> _Exercise inputs_:

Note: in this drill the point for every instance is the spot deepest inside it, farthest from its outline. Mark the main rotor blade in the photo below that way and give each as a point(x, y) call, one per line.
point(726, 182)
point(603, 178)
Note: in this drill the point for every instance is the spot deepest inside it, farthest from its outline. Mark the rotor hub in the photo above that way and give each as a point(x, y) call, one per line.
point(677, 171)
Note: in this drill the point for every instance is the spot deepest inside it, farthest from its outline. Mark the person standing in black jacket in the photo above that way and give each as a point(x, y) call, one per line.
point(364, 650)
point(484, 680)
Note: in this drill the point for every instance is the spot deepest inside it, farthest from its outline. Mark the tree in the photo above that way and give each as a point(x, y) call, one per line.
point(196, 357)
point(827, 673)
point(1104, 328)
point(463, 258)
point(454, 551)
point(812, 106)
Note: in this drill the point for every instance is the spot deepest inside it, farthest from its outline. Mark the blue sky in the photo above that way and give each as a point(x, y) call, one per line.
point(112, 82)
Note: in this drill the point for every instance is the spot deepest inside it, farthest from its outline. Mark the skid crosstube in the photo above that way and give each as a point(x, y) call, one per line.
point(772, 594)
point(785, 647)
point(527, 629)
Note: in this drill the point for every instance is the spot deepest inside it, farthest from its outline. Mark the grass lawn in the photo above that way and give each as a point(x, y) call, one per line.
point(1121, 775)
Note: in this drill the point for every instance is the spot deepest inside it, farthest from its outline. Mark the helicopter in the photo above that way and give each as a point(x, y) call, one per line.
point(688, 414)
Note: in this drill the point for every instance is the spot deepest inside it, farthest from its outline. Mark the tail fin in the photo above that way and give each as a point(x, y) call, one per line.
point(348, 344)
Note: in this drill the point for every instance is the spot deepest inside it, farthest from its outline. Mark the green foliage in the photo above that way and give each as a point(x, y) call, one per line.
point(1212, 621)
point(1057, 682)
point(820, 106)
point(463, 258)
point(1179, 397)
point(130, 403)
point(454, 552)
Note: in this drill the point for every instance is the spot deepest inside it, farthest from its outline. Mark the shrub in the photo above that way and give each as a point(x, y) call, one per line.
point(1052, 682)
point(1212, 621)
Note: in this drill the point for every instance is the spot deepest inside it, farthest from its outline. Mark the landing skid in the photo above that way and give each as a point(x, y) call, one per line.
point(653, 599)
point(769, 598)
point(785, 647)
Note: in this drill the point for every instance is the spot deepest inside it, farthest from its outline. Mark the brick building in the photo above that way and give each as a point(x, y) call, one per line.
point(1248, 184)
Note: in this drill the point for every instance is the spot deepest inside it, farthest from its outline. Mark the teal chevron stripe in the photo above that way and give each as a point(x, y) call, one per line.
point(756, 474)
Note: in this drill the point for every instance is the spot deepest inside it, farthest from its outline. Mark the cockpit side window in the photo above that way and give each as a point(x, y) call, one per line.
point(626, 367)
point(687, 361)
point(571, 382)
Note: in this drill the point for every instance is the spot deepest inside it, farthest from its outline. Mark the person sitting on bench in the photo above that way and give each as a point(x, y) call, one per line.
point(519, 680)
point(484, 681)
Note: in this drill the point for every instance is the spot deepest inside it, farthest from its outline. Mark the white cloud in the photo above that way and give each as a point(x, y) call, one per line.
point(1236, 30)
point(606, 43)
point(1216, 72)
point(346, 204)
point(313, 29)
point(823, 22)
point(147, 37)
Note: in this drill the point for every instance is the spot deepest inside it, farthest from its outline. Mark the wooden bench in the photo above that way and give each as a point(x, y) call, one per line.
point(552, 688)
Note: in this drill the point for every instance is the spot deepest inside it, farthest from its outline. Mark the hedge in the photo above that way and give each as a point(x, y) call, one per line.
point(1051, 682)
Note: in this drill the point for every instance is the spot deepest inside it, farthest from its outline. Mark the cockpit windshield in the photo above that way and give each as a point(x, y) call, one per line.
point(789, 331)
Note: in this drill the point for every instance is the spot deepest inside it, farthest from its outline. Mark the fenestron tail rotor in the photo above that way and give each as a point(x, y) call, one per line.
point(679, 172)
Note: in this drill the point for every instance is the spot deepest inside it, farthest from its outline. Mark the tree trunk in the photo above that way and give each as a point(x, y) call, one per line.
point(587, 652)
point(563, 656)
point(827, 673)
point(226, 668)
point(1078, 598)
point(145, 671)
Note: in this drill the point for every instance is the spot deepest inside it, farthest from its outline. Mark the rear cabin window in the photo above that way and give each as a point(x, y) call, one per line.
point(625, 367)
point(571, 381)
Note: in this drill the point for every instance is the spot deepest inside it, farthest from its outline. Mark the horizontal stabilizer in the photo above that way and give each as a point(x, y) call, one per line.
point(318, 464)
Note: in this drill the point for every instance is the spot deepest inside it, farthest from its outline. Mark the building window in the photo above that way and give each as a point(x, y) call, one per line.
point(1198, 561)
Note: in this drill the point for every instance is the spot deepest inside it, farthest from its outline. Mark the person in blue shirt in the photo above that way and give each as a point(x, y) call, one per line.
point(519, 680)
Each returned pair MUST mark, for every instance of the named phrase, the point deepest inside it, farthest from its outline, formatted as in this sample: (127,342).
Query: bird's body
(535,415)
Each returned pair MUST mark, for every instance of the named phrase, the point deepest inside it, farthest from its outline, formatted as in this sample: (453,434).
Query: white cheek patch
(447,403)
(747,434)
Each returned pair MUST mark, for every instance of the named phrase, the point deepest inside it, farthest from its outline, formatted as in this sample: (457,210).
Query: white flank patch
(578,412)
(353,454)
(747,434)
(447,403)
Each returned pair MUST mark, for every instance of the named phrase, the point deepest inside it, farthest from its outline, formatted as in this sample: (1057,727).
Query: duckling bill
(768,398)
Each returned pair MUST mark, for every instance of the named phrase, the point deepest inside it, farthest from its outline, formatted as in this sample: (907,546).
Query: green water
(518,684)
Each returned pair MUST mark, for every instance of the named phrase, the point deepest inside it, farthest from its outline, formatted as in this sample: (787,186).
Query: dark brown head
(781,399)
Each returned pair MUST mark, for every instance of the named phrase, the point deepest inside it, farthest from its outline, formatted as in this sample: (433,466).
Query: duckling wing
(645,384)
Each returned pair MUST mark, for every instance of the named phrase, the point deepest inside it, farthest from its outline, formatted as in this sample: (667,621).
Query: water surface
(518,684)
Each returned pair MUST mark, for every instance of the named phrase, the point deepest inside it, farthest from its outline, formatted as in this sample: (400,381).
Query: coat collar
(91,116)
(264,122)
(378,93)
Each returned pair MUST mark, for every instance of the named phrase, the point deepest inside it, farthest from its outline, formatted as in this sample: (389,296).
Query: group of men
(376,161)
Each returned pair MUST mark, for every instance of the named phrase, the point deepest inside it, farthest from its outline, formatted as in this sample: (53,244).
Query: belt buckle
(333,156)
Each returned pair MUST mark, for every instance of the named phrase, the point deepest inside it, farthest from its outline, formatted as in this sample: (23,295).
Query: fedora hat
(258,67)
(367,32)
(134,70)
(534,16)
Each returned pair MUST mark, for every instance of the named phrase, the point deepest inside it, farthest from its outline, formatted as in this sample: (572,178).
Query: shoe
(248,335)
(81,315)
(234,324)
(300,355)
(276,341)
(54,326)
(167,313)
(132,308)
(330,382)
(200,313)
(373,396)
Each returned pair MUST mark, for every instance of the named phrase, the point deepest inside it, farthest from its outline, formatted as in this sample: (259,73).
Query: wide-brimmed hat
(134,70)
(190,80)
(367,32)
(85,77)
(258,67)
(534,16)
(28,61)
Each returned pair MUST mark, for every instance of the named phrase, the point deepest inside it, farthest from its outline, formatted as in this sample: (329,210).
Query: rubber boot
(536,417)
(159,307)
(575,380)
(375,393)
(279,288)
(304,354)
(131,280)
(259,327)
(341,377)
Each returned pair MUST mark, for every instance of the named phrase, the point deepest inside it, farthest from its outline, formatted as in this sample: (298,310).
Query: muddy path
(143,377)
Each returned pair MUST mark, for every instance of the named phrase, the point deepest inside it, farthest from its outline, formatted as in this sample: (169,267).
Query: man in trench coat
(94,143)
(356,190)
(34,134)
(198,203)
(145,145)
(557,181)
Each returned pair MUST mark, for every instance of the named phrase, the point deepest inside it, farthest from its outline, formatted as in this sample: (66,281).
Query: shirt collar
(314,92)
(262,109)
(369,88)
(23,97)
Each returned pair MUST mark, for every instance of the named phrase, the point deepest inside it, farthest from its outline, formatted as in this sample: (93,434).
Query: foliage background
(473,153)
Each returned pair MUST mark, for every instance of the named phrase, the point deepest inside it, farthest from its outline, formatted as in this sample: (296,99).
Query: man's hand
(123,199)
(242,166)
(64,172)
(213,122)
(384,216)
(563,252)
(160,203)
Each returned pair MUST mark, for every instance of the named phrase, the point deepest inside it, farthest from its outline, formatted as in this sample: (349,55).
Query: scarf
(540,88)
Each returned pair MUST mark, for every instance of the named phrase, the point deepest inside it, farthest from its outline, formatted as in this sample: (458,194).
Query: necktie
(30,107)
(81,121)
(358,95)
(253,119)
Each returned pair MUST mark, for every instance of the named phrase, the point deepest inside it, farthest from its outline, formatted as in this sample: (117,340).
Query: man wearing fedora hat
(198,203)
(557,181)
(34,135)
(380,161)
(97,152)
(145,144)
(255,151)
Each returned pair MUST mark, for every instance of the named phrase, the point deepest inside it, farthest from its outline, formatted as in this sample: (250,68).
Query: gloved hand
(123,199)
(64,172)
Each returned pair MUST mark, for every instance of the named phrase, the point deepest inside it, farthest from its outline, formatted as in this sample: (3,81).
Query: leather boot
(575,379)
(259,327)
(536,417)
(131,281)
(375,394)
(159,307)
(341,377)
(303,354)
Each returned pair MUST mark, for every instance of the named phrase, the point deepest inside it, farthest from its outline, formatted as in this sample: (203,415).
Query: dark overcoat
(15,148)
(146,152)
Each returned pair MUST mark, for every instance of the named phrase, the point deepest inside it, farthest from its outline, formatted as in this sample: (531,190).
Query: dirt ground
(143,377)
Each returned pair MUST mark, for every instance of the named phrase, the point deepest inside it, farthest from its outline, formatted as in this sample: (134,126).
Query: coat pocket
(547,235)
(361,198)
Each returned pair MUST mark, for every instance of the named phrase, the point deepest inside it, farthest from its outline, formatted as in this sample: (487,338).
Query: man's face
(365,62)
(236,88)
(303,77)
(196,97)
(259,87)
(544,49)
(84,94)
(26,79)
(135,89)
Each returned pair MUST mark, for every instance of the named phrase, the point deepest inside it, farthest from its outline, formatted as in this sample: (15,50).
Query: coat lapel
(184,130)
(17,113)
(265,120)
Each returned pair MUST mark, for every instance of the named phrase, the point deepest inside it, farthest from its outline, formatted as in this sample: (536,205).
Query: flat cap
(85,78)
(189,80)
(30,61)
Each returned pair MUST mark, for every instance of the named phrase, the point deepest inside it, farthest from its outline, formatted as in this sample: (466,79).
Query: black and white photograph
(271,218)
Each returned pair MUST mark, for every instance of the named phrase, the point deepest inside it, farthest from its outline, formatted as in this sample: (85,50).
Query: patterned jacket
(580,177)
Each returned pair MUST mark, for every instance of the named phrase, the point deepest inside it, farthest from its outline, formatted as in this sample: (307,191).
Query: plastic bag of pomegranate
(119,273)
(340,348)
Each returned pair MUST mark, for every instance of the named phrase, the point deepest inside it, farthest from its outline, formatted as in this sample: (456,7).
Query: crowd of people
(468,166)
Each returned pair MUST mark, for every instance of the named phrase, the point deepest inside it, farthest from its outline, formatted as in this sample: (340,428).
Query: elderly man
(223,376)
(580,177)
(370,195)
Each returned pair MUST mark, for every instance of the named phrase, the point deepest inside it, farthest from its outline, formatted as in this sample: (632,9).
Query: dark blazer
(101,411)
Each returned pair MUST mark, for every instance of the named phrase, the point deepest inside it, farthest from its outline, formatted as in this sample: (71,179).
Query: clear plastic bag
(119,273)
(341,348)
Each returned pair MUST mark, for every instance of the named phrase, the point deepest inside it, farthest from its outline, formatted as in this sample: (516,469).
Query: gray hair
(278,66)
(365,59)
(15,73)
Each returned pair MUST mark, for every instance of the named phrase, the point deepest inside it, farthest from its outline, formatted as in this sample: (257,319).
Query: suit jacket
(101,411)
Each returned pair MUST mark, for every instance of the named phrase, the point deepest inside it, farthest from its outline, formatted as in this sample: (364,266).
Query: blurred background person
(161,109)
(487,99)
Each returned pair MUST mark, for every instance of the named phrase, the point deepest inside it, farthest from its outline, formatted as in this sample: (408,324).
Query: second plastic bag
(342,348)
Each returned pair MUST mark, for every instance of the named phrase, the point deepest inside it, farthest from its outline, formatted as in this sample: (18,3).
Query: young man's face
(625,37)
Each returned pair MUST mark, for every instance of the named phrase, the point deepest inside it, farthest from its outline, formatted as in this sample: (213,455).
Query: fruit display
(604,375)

> _Exercise details_: Reproduce verbatim everything in the entries from the line containing "the person standing" down to the line containing "point(1121, 775)", including both of those lines.

> _Full output_:
Note: in this drill the point for every instance is the spot deepest inside it, farthest from its outline. Mark the person standing in black jacket in the photo above that way and give each as a point(x, y) call, one per line.
point(364, 650)
point(484, 680)
Note: in this drill the point for every instance is the spot deepest inside it, farthest from its outline. Mark the tree in the photo above that way and give each as a point(x, y) call, one per line.
point(196, 357)
point(827, 673)
point(1104, 328)
point(463, 258)
point(454, 551)
point(812, 106)
Note: in this drill the point for every instance is the spot deepest inside it, farthest from its outline. Mark the blue sky in the photo above that way and give each as a point(x, y) call, one per line.
point(112, 82)
Note: in this drill the point for every instance is the spot deepest inside it, farthest from its outline. Mark the skid crosstube in the photo above that way and give each as a point(x, y) call, one per line.
point(772, 594)
point(785, 647)
point(527, 629)
Note: in this drill the point for every instance is the spot deepest inside it, farthest from its outline. Mark the grass lawn in the photo above that way and give each as a point(x, y) call, one per line.
point(1121, 775)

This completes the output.